Produce word for word the lines of the data below running from the one that has "locate the green body" to the one that has "locate the green combine", inclusive, and no others.

Available records:

============================================================

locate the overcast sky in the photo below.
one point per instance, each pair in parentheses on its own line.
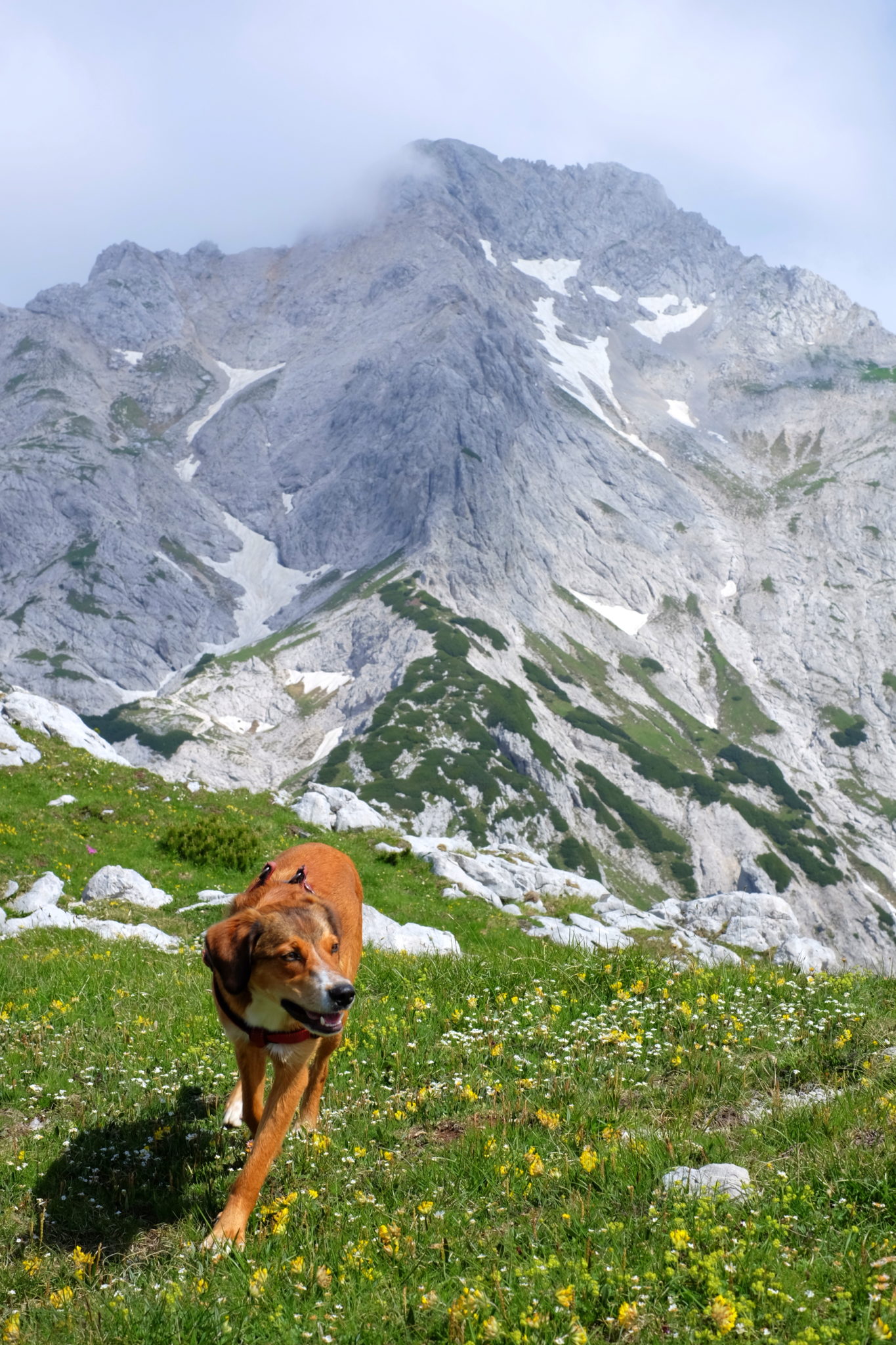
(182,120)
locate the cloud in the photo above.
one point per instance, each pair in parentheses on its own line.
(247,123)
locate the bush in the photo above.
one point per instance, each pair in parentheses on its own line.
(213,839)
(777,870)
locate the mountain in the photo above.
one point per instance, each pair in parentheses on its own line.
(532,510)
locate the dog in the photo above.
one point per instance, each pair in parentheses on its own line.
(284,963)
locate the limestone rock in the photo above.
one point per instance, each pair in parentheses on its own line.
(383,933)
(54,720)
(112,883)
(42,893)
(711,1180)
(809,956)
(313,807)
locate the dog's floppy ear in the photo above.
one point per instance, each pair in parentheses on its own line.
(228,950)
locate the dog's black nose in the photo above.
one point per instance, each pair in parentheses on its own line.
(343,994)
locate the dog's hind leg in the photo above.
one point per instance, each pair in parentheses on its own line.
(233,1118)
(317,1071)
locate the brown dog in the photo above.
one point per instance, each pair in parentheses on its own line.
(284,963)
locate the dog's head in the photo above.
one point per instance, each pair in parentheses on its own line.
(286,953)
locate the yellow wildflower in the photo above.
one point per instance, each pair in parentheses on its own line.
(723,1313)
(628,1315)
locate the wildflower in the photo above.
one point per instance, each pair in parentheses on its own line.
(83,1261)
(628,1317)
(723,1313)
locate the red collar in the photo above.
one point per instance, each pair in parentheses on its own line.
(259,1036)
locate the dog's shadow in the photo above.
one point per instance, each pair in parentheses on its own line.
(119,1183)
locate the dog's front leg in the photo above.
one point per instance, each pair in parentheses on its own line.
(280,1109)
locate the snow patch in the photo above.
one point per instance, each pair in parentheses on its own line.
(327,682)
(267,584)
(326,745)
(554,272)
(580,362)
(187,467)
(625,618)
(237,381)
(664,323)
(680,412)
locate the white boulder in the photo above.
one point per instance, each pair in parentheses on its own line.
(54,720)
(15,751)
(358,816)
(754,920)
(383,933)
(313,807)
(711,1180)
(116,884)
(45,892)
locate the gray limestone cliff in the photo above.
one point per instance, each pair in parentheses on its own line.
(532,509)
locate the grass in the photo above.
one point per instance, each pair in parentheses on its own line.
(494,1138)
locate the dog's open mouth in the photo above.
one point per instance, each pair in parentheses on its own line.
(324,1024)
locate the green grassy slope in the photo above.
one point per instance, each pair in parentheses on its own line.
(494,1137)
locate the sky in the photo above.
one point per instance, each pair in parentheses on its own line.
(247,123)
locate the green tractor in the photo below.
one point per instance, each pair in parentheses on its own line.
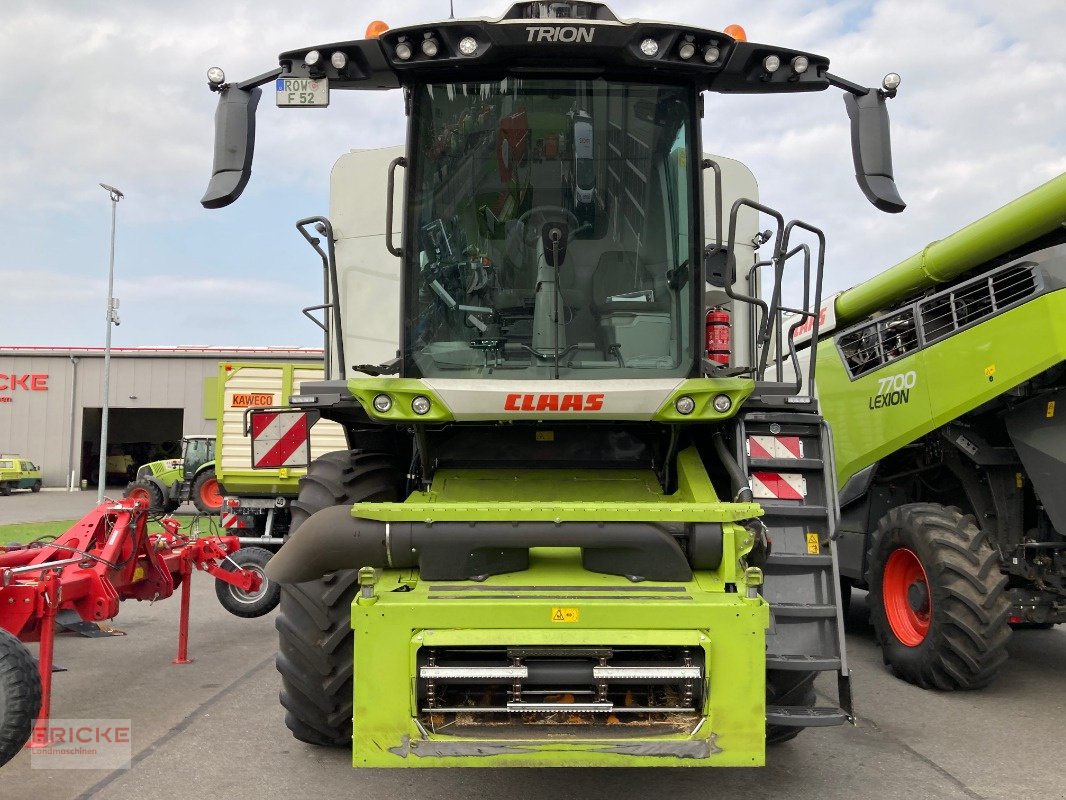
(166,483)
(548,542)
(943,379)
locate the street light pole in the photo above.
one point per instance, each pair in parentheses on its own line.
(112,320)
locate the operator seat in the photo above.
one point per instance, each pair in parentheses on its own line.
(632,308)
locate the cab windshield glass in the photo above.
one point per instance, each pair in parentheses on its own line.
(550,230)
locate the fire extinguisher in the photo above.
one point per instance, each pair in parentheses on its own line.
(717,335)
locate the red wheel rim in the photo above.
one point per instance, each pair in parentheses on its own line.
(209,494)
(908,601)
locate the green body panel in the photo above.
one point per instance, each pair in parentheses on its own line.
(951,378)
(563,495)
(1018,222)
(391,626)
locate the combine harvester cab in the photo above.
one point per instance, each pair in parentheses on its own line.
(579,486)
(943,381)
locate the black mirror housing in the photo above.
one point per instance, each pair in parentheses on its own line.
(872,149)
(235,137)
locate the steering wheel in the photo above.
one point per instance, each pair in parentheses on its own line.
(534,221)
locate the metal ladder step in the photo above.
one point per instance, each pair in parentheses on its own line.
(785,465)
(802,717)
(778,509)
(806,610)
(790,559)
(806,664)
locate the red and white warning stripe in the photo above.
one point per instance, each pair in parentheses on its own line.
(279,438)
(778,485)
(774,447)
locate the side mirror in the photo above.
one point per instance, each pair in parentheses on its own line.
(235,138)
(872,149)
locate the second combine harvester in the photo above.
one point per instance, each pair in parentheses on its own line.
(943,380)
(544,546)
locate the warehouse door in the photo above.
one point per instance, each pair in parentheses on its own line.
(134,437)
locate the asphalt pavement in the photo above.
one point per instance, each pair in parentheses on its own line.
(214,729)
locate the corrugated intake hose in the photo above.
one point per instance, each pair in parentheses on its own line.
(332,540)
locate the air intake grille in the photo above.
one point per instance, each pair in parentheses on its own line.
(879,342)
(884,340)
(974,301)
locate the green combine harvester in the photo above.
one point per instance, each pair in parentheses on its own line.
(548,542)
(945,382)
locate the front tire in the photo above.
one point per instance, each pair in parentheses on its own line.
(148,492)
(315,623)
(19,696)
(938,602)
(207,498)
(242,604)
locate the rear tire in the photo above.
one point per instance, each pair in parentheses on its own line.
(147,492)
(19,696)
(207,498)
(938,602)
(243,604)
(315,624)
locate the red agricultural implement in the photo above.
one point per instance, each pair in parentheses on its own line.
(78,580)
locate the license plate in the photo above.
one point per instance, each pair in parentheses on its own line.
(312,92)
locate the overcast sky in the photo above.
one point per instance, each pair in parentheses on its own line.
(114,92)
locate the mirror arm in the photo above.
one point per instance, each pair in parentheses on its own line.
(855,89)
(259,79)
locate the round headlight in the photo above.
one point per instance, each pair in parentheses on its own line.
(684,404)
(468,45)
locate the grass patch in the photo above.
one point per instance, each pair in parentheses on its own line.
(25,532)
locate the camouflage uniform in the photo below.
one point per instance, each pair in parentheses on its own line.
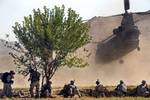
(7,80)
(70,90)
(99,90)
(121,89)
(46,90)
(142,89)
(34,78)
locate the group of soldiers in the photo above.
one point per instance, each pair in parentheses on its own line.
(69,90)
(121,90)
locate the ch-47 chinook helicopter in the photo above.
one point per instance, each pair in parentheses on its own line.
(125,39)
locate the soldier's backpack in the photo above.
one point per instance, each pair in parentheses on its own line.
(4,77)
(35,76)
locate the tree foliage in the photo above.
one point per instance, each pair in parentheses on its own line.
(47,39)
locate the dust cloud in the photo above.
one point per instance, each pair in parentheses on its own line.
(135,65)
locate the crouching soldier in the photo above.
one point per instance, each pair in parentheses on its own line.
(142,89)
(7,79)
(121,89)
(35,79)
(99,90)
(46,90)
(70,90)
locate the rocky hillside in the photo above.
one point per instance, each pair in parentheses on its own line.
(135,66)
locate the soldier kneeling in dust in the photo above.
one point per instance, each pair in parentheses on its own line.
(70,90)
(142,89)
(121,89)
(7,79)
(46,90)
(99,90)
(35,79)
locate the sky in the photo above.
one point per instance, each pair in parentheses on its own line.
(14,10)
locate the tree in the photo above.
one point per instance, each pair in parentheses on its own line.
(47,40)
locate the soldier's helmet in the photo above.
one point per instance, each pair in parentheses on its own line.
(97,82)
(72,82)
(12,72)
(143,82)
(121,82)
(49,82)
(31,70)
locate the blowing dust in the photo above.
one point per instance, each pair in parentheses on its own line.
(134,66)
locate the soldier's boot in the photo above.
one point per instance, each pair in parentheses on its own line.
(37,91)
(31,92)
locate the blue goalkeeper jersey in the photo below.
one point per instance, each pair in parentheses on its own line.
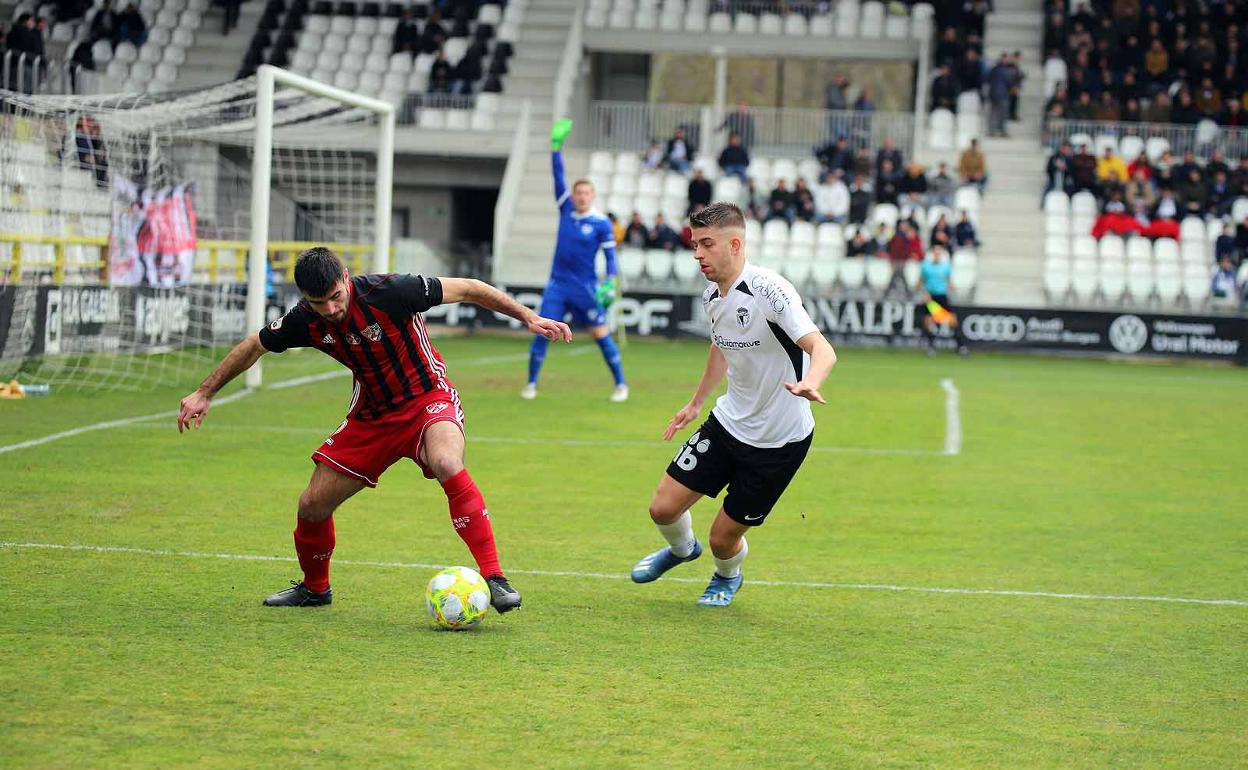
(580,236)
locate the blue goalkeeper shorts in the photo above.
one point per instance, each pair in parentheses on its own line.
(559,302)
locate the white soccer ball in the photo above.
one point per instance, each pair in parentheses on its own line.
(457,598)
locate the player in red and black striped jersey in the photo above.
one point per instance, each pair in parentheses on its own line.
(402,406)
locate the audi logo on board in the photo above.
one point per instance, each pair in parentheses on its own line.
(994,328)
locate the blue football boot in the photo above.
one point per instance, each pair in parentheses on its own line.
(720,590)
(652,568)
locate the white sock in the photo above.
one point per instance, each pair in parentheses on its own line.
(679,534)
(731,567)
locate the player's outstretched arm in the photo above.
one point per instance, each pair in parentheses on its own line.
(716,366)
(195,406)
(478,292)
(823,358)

============================================================

Solution for this exercise:
locate the green body panel in the photo above.
one point per instance, each pair in parentheses on its own line.
(951,378)
(563,495)
(1018,222)
(391,626)
locate the combine harvester cab in the photo above.
one point per instance, each pair in parentheses on its own line.
(579,486)
(943,381)
locate the black mirror housing in the photo above.
one point per instance, each pair in parentheses on its own line.
(872,149)
(235,137)
locate the steering wheel in the photo above.
one point per instance, each pair in parentheses on its own line.
(534,221)
locate the metal ladder step in the photo above.
one point per instance, each pair in parentheses on its own line.
(785,465)
(802,717)
(778,509)
(806,610)
(790,559)
(806,664)
locate the red and white warning stripe in the photo above.
one point per instance, each pair in parentheses on its own line.
(279,438)
(778,485)
(774,447)
locate the side mirror in the photo above.
one point per instance, each pair in parentheses on its own line.
(235,138)
(872,149)
locate the second combine harvester in the photo above.
one point per instance, each pair in parentheses on its own line.
(943,380)
(544,546)
locate the warehouse door in the photo above.
one point per instance, each pair in parentheses on its own line.
(134,437)
locate the asphalt pavement in the photo above.
one point per instance, each pair in parentheses on its own line.
(214,729)
locate the corrugated intake hose in the photo above.
one point per instance, each pair in parentheses on its own line.
(332,540)
locate the air intake grille in the photo above.
one point per instance, each pair in parentheses on its own line.
(879,342)
(884,340)
(974,301)
locate the green combine harvester in the photo above.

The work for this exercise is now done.